What is asked.
Reproduce verbatim only the lines from the one containing "If you could point at the cantilevered" through the last line below, both included.

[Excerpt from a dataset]
────────────────────────────────────────

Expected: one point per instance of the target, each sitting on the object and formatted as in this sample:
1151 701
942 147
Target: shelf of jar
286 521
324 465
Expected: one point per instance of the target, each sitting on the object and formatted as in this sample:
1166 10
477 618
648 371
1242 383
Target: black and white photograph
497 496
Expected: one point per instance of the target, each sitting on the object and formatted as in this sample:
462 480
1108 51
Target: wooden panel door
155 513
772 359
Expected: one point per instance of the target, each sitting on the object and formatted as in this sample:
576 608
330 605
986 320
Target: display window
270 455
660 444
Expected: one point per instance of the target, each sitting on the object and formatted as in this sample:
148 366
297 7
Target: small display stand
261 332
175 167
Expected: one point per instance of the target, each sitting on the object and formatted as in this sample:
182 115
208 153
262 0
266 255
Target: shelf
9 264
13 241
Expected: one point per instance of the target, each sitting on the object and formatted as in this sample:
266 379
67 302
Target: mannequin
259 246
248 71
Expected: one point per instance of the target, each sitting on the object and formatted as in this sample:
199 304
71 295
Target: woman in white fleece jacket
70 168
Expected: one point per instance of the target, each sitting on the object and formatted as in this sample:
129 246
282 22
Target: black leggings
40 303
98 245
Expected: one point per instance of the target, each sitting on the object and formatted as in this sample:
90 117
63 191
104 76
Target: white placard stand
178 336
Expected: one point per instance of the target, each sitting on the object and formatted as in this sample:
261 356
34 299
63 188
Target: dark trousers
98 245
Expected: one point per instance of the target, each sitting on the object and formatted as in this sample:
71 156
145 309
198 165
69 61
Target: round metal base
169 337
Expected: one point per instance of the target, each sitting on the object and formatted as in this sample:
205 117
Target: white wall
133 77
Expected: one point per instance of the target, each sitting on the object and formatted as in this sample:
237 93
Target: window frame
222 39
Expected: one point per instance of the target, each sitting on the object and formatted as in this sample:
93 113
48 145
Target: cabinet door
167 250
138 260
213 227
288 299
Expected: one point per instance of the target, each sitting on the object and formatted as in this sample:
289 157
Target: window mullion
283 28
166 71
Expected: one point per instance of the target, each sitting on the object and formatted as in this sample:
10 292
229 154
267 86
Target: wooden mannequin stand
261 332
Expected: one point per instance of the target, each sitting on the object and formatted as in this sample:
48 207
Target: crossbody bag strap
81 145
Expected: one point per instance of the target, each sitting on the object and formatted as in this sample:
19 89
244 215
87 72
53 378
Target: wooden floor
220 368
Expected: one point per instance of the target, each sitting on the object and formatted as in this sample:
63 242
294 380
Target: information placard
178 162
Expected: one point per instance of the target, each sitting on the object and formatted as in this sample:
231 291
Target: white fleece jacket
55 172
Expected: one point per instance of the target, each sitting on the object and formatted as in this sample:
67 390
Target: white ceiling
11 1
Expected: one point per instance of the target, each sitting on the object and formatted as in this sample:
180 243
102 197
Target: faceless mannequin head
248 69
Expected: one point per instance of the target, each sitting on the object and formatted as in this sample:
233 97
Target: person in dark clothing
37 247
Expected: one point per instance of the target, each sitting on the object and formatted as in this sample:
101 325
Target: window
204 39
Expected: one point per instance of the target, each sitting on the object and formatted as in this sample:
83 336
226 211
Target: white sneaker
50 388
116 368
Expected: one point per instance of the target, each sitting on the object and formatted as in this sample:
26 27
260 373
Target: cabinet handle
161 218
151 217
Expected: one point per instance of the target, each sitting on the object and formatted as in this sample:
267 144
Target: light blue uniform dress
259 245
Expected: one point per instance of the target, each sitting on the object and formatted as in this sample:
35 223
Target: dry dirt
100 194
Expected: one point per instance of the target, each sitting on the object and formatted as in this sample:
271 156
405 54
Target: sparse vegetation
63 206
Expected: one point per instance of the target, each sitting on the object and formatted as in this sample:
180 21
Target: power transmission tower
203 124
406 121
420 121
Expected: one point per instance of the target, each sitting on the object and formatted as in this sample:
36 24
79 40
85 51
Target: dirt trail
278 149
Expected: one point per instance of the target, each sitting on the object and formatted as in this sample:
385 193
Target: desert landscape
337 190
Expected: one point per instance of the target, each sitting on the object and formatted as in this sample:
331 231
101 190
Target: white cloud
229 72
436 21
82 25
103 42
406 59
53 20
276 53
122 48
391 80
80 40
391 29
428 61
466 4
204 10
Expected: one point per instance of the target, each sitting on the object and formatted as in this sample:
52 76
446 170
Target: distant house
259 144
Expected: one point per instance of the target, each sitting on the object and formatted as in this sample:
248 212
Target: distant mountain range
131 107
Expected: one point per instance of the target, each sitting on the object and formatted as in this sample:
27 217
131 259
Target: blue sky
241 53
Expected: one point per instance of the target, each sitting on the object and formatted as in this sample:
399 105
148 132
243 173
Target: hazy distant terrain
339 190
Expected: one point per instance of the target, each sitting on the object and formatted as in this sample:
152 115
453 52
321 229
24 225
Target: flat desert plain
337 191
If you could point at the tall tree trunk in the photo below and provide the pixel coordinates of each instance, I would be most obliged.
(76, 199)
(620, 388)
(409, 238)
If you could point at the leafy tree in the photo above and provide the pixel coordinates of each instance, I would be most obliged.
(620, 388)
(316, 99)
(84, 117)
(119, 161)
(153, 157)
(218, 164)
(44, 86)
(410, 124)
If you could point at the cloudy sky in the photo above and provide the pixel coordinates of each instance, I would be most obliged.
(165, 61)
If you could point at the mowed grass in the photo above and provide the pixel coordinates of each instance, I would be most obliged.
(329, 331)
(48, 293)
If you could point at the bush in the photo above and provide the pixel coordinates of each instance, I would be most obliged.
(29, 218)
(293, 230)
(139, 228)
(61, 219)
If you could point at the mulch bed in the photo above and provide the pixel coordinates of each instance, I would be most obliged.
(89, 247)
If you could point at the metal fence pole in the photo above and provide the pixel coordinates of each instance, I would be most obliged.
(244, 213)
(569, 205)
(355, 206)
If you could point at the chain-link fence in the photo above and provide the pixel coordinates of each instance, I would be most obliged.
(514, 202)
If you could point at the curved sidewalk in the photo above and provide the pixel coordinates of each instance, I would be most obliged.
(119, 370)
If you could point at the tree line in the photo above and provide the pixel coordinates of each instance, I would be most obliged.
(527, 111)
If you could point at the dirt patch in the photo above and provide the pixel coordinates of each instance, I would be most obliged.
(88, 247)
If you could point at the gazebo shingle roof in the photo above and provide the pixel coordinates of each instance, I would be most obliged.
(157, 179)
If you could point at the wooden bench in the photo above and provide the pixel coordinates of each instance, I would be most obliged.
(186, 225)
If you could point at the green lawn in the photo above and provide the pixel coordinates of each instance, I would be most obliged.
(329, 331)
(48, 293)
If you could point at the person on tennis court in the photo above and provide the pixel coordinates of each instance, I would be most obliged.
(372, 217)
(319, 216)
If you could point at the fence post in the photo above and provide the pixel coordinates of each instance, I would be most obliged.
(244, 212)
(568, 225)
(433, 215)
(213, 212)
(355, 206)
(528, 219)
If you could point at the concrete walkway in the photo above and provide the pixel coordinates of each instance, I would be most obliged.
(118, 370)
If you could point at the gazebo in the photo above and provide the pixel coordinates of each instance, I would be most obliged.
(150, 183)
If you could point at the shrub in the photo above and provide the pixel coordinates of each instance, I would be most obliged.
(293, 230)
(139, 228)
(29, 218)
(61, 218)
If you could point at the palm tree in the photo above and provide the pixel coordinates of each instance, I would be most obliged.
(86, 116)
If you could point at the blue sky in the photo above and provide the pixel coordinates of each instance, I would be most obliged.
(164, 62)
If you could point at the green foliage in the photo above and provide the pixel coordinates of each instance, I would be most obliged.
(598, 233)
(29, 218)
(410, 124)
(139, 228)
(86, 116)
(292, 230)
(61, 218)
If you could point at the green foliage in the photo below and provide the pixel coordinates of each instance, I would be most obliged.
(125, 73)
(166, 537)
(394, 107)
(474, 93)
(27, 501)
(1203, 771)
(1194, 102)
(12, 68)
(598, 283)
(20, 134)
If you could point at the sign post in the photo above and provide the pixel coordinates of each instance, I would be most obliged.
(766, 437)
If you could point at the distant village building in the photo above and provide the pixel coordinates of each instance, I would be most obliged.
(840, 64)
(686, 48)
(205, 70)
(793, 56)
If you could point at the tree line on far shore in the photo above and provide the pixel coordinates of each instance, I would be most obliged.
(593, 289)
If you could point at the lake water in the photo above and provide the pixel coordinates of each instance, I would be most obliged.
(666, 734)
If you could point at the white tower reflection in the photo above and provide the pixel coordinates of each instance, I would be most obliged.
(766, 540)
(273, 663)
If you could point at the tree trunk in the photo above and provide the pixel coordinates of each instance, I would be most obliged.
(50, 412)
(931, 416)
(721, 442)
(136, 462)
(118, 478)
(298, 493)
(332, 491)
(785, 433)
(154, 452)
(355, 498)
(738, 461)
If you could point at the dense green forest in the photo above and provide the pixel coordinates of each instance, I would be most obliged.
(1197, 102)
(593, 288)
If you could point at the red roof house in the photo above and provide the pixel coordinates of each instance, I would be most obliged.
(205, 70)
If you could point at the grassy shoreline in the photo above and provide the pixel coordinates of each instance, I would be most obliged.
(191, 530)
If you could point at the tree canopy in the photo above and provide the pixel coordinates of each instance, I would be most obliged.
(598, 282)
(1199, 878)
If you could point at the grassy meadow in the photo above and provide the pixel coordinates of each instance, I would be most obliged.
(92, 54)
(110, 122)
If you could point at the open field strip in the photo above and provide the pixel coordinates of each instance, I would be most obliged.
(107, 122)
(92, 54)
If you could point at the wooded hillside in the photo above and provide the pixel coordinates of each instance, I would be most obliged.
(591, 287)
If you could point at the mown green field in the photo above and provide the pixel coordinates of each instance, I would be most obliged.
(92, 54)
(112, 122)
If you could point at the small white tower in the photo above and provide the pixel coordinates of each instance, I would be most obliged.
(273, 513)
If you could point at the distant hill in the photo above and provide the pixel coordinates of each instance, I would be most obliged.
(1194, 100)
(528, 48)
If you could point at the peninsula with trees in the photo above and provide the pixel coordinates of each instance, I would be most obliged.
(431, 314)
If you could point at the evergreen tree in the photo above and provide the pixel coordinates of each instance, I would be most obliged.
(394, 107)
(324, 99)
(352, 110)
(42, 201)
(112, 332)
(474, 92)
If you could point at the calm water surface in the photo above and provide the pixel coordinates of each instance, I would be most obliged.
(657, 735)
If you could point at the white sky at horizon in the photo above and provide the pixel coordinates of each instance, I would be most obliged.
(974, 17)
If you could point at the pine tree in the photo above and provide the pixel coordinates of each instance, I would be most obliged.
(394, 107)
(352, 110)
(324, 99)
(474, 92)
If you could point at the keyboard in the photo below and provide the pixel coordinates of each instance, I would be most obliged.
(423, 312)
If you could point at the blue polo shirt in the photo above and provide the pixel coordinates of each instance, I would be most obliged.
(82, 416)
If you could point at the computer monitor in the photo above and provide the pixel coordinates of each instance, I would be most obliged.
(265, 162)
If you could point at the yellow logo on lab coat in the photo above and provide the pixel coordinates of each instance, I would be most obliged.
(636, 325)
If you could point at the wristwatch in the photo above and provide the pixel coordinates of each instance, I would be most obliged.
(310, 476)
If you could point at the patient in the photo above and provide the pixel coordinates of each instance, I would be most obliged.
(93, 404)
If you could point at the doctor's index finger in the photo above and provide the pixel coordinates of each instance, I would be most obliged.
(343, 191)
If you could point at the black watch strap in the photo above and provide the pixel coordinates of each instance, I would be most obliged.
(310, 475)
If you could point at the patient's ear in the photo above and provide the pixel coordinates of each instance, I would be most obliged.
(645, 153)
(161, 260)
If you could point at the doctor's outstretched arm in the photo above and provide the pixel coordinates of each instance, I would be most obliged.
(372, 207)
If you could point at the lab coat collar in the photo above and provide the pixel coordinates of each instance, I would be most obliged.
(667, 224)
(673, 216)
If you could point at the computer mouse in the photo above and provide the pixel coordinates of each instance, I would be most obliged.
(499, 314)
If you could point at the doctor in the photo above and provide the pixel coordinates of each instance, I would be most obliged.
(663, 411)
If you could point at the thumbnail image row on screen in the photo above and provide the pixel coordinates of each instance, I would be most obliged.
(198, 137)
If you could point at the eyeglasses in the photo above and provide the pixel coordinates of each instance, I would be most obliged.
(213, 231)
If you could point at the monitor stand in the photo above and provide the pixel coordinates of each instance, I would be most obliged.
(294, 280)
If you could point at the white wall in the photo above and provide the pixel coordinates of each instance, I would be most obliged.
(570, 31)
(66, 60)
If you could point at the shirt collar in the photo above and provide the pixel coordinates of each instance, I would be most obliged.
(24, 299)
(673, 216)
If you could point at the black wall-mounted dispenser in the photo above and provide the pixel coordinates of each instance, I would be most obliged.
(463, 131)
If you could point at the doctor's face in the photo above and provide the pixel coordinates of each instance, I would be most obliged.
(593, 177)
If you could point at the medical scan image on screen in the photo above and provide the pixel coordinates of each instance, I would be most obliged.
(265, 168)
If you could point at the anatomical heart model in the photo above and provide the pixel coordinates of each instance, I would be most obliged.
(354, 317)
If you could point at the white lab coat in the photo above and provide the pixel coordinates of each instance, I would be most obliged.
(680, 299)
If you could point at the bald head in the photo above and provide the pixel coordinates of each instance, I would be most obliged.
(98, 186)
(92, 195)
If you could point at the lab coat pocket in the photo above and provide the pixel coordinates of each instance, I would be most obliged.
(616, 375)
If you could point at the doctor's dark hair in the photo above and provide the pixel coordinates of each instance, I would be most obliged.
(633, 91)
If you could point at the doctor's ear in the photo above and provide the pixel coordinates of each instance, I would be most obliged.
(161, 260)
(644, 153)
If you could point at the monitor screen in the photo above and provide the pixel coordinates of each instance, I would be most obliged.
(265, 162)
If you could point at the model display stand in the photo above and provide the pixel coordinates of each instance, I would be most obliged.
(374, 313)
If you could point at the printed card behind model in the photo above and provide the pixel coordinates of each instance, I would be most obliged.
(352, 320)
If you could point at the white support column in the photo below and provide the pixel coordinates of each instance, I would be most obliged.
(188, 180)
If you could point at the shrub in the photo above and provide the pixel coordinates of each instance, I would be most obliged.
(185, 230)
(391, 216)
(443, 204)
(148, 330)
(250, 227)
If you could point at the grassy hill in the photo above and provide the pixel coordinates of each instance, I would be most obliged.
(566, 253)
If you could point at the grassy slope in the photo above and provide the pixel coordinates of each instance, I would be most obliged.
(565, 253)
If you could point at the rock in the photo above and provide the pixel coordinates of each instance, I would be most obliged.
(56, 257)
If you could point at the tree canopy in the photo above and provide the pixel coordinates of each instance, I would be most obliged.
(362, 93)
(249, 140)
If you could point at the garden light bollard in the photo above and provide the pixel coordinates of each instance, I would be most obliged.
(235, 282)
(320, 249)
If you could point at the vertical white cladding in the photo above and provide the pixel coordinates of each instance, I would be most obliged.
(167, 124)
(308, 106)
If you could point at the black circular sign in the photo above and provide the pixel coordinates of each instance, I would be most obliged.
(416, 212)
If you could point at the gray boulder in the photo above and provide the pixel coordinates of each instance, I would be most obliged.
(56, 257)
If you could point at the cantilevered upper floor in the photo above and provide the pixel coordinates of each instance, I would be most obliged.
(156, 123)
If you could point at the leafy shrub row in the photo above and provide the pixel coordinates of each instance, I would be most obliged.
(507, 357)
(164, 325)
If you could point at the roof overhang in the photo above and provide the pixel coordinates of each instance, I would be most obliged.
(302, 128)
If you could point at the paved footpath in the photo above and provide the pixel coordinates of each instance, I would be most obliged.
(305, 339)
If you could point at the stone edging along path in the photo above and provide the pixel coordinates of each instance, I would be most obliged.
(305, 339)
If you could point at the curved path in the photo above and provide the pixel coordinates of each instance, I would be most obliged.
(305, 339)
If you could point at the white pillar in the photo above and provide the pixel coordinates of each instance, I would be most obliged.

────────────────────────────────────────

Answer to this exercise.
If you could point at the cantilevered upper floor in the photo above and provide the pixel coordinates of each instance, I would be most obliged.
(156, 123)
If you could point at the leafy shrub row in the photo above and provide the pixel coordinates of each instance, I would be most obliged.
(507, 357)
(164, 325)
If you could point at the roof overhang in the photo above and provide the pixel coordinates of each instance, I would be most obliged.
(302, 128)
If you could point at the paved footpath in the photo above and provide the pixel coordinates of each instance, I would be most obliged.
(305, 339)
If you could point at the stone edging along path in the photo above and provide the pixel coordinates of each instance, I would be most obliged.
(305, 339)
If you could point at the curved path in the photo above and provide the pixel coordinates of each instance, I would be most obliged.
(305, 339)
If you could point at the white pillar in the photo above and provide the pixel coordinates of each instance, I would be most obliged.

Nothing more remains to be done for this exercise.